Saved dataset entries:
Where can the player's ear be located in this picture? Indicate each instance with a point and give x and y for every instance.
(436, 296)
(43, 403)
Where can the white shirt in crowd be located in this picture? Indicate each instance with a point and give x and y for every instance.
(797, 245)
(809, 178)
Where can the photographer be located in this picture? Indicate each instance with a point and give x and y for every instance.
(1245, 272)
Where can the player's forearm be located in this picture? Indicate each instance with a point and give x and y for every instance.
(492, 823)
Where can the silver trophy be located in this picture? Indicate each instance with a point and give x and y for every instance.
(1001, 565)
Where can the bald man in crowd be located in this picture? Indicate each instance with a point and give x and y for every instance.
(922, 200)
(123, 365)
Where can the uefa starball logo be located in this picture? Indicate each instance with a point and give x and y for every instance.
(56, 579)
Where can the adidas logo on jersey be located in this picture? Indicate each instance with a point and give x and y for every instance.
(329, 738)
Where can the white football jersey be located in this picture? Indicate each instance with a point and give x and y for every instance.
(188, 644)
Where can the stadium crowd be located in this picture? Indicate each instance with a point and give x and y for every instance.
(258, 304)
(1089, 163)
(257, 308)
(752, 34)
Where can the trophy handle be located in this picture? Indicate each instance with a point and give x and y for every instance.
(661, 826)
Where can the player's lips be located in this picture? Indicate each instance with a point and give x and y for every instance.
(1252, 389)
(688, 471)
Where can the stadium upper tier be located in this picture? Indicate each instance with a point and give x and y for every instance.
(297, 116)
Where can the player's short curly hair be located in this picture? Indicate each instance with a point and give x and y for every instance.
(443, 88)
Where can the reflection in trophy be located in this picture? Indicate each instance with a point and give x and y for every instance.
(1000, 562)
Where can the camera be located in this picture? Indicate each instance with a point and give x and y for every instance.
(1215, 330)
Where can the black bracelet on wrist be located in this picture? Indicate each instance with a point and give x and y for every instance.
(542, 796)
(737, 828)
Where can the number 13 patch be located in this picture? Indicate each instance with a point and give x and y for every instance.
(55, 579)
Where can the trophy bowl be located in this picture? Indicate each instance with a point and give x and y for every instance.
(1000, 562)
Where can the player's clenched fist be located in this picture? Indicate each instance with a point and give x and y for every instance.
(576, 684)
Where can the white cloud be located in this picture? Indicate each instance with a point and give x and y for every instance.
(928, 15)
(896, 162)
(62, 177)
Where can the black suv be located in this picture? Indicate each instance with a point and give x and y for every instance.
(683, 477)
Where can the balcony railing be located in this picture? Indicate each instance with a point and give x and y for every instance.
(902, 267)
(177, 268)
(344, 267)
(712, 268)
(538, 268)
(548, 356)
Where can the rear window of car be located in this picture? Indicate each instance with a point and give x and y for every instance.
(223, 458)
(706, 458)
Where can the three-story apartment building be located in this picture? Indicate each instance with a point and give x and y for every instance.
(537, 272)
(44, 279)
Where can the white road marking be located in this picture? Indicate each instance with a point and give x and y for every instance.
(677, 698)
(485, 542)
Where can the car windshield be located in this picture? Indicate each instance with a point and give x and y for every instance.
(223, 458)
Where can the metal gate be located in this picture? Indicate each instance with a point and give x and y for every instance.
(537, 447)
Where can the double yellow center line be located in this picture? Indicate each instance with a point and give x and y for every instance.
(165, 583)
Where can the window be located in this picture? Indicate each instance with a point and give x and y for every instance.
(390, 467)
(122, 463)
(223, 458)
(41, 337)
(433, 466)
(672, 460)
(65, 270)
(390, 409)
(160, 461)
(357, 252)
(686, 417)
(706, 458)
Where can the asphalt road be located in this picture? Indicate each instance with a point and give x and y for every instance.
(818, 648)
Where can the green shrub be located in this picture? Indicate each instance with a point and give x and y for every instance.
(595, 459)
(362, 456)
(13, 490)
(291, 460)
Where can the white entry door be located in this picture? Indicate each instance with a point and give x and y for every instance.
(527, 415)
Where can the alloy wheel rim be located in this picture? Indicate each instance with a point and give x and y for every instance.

*Exercise task*. Reproduce the entries verbatim, beginning at the line that contains "Where can the player's short" and ending after the line that contains "(1215, 330)", with both of those lines included.

*Exercise result*.
Where can the player's short curly hair be located in this picture? Indicate each instance with a point and give x and y for every instance.
(443, 88)
Where can the reflection in trophy be located in this picture? Indicate each instance with a point and give x and y for every instance.
(1000, 562)
Where can the camera be located in this picture? Indicate each instance with a point and give x and y for every instance.
(1215, 330)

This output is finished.